+++ DATA FOR PROCESSING +++

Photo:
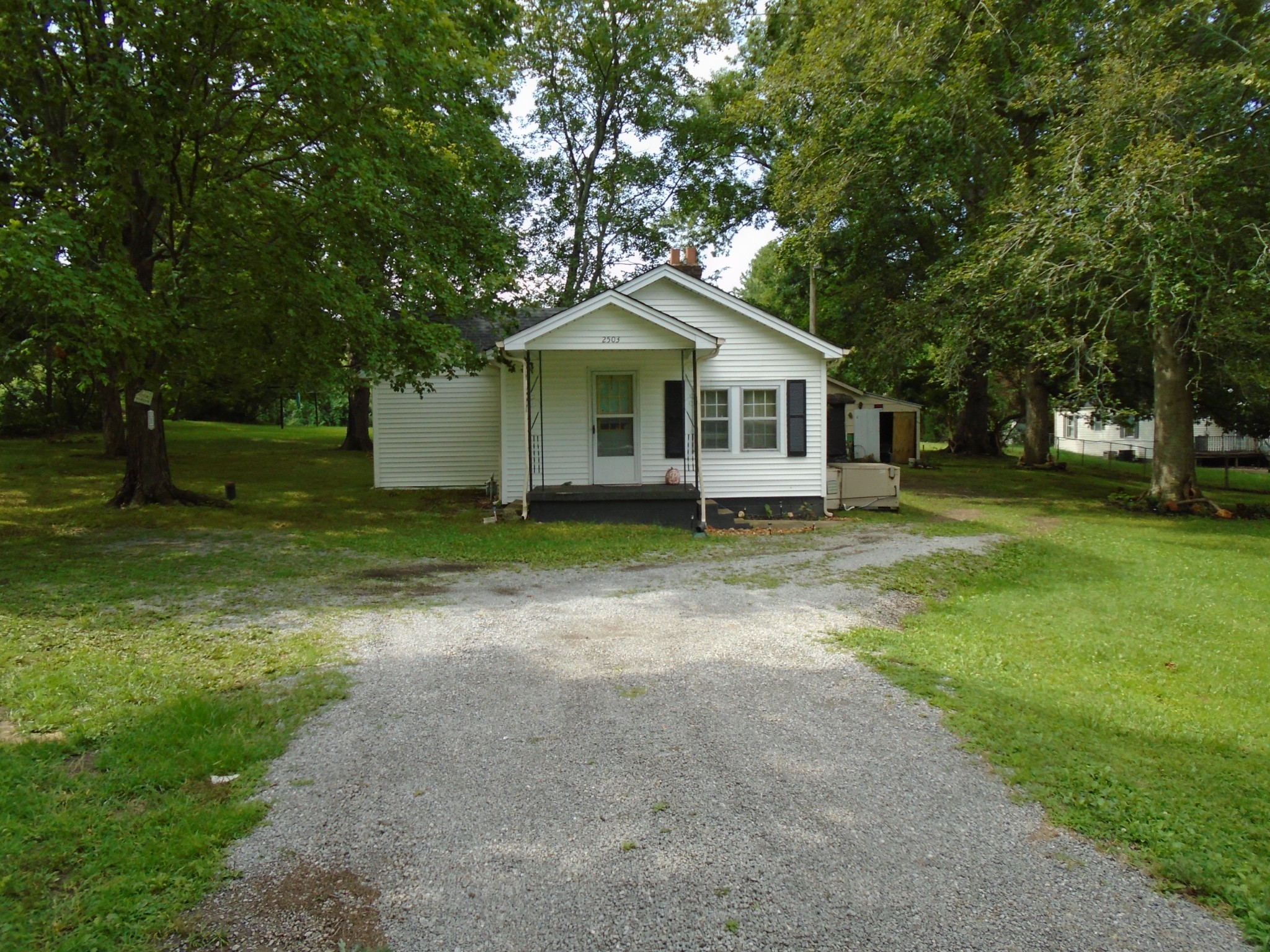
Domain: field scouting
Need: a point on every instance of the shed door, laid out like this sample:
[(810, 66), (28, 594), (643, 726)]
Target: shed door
[(837, 437), (868, 434), (613, 443), (904, 441)]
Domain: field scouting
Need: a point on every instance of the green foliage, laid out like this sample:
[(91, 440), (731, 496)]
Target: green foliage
[(258, 192), (1110, 663), (173, 644), (610, 84)]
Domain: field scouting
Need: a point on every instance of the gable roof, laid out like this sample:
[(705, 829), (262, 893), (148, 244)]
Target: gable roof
[(666, 272), (522, 338), (483, 332)]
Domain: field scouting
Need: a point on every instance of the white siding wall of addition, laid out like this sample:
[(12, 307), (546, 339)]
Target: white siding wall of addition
[(752, 356), (609, 328), (447, 437), (568, 408)]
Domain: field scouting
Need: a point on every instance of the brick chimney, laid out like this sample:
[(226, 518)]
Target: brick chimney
[(689, 266)]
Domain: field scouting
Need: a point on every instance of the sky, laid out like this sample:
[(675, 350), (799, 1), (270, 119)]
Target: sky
[(723, 268)]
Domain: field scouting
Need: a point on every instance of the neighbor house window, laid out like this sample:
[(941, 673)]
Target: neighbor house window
[(758, 419), (714, 419)]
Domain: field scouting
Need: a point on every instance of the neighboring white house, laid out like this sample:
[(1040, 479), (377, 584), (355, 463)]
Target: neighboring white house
[(588, 412), (1086, 434)]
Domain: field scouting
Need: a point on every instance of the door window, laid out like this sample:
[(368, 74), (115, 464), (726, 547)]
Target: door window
[(758, 419)]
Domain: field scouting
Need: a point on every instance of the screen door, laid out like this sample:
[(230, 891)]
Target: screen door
[(614, 428)]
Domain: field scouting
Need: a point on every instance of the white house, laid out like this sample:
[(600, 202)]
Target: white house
[(1085, 433), (865, 426), (662, 400)]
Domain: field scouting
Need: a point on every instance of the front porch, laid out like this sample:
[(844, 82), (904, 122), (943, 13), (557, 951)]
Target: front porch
[(607, 403), (655, 503)]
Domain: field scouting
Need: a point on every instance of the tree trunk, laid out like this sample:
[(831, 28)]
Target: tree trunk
[(357, 434), (115, 444), (1173, 466), (974, 434), (1041, 420), (146, 478)]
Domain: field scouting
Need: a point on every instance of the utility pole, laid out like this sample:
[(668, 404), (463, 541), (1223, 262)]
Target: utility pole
[(810, 310)]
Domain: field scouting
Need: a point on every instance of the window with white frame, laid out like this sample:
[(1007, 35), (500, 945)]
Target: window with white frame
[(716, 421), (758, 419)]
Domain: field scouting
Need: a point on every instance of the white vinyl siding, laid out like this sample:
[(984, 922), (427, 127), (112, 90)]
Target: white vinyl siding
[(447, 437), (752, 357), (568, 410), (716, 419)]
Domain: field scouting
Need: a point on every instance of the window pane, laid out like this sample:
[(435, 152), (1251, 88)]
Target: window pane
[(760, 404), (614, 394), (615, 436), (714, 404), (714, 434), (758, 434)]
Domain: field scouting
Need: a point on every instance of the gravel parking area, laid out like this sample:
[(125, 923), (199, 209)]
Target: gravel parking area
[(664, 758)]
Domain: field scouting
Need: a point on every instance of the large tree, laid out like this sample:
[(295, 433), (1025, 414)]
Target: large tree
[(892, 131), (609, 83), (1143, 231), (304, 183)]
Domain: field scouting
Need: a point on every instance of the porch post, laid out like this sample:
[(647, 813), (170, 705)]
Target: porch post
[(528, 457), (696, 438)]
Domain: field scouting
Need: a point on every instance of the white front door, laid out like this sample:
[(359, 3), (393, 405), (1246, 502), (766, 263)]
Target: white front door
[(613, 443), (868, 434)]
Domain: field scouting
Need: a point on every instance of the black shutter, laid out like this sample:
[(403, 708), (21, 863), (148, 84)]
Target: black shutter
[(675, 419), (796, 415)]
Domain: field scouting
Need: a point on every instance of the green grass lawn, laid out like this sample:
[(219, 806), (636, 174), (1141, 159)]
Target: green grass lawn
[(163, 645), (1114, 666)]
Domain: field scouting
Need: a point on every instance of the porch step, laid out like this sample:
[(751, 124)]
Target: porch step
[(721, 517)]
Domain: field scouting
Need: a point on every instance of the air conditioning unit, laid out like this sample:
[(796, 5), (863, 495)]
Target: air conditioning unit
[(863, 487)]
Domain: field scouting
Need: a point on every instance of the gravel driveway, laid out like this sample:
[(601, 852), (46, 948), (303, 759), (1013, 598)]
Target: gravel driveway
[(664, 758)]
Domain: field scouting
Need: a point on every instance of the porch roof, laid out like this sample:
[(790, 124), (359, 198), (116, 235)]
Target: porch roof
[(611, 322)]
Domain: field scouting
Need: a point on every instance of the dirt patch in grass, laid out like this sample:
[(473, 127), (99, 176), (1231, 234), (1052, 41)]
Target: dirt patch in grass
[(306, 908), (9, 734), (422, 570)]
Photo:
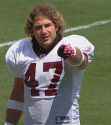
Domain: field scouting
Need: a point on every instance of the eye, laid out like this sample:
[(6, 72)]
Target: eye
[(37, 27), (47, 25)]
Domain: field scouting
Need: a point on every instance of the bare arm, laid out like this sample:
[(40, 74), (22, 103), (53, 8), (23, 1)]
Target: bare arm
[(12, 114)]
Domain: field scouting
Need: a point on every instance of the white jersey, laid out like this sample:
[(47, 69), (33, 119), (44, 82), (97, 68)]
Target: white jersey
[(52, 85)]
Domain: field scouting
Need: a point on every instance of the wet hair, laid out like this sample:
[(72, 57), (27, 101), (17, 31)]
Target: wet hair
[(49, 12)]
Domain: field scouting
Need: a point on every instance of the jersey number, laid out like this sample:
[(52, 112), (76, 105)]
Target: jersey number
[(32, 83)]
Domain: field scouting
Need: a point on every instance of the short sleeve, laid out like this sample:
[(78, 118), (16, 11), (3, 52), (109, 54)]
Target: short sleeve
[(83, 44), (11, 61)]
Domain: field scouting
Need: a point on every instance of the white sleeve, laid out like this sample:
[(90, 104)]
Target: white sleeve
[(88, 49), (11, 62)]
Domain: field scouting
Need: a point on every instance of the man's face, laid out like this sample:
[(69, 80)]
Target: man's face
[(44, 32)]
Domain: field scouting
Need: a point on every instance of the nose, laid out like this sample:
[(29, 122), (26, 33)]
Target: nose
[(43, 29)]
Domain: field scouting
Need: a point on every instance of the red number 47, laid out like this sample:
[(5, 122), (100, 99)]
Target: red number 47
[(32, 83)]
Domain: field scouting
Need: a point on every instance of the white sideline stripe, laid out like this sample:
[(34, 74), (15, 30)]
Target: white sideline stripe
[(97, 23)]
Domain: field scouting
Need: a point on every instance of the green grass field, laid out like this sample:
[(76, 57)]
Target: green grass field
[(95, 99)]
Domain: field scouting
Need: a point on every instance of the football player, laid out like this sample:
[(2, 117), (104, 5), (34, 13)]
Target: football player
[(48, 71)]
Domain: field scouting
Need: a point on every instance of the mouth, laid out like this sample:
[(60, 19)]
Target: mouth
[(45, 38)]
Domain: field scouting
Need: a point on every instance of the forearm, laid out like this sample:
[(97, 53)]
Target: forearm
[(79, 60)]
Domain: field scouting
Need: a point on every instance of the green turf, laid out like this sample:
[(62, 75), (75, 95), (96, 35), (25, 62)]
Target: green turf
[(95, 95)]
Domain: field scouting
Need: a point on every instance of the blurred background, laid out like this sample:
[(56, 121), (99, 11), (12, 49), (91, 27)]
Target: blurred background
[(95, 98)]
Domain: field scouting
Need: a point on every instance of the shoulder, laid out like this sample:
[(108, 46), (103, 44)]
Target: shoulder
[(17, 47)]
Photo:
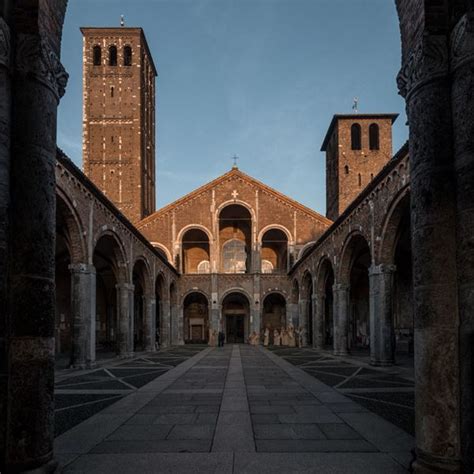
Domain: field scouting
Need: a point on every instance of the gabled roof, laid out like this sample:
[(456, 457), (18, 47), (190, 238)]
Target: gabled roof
[(233, 173)]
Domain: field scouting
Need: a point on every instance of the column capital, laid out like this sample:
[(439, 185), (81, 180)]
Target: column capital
[(35, 58), (5, 45), (340, 287), (382, 268), (427, 62), (85, 268), (462, 42)]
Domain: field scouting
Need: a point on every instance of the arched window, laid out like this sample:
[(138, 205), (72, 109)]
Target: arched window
[(267, 266), (356, 141), (97, 55), (204, 267), (374, 136), (113, 56), (234, 256), (127, 56)]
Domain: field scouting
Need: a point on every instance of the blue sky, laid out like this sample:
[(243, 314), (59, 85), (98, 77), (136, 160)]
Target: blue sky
[(256, 78)]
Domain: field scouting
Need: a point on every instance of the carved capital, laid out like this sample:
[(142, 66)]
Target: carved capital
[(428, 62), (35, 58), (5, 45), (462, 42)]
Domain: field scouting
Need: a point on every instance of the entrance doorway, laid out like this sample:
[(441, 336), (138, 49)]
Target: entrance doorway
[(235, 318)]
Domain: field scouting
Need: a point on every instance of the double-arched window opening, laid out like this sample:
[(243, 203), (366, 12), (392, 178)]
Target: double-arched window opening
[(113, 55), (96, 55), (127, 56), (374, 137), (356, 137)]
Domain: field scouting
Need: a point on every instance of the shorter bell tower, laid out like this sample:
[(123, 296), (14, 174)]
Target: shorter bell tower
[(357, 147)]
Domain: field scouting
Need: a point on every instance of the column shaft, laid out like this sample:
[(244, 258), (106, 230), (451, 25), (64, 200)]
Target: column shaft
[(381, 315), (125, 301), (341, 319), (83, 309)]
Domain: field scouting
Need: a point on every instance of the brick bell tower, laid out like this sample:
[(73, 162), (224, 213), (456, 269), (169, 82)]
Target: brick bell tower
[(119, 117), (357, 147)]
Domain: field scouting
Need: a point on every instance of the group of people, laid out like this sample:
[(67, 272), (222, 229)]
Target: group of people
[(289, 336)]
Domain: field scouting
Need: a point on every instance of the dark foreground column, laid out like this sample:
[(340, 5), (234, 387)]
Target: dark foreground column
[(381, 315), (39, 81), (462, 68), (318, 321), (341, 318), (125, 298), (83, 306), (424, 81)]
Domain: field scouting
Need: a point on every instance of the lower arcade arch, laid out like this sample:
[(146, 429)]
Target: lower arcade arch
[(273, 313), (196, 318), (106, 259), (325, 293), (235, 321)]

+++

▸ WRITTEN REQUEST
Find each line in the data above that contains the word "chimney", and copy those lines out in full.

▸ REPLY TO THE TASK
Need: a point on every instance of the brick chimney, laid out like this sample:
Target: brick chimney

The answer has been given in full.